If a record holds a picture, please leave the picture out and copy the rest of the record exactly.

━━━━

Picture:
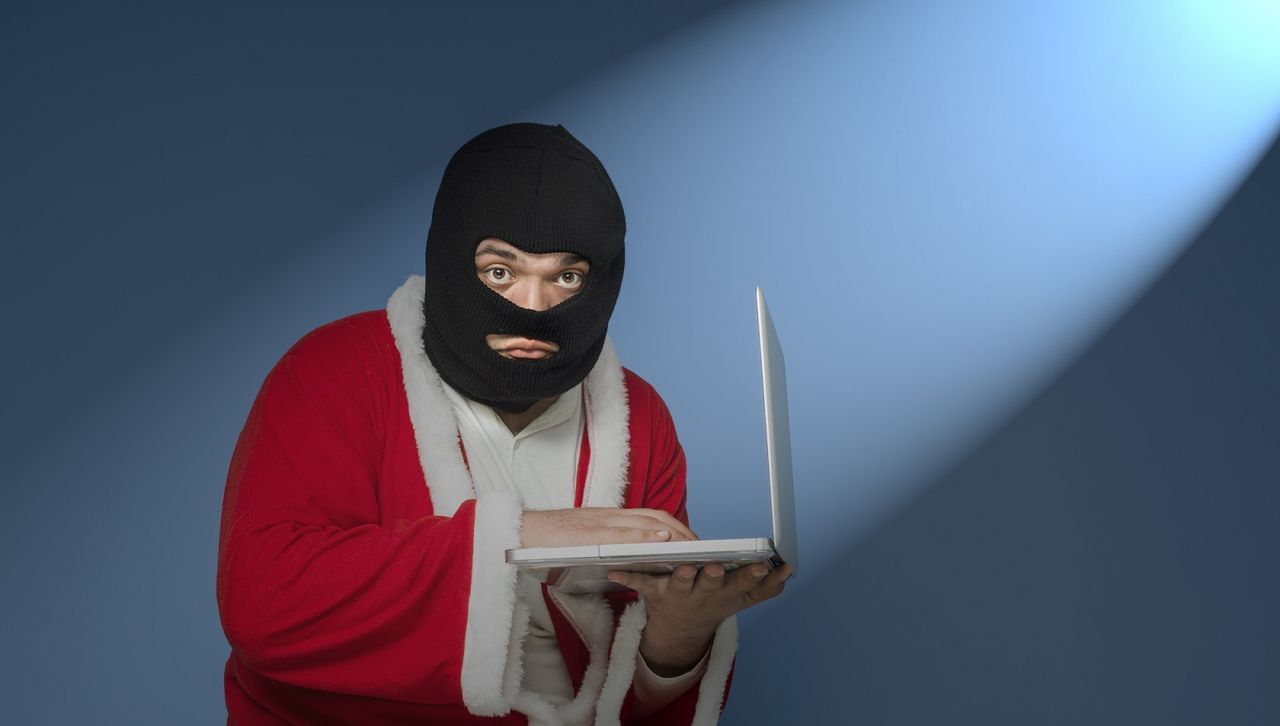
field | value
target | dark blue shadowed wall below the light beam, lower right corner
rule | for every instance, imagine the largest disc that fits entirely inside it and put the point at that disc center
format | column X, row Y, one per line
column 1107, row 558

━━━━

Output below –
Picture:
field | value
target | dark blue shadowed wall below the light beam, lower right corner
rule | for every instance, imagine the largest disc that fits entirely inside it and put the point at that disc center
format | column X, row Y, one per line
column 1107, row 558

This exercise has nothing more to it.